[Supplied records]

-*-*-

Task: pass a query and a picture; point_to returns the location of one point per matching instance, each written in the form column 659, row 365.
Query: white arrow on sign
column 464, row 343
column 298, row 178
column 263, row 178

-*-*-

[Stated exercise]
Reproduce every one of the records above verbatim, keeping each line unchanged and in its original order.

[The answer]
Task: pass a query and a picture; point_to returns the location of one point per matching instance, each written in the form column 659, row 365.
Query: white arrow on sign
column 464, row 343
column 298, row 178
column 263, row 178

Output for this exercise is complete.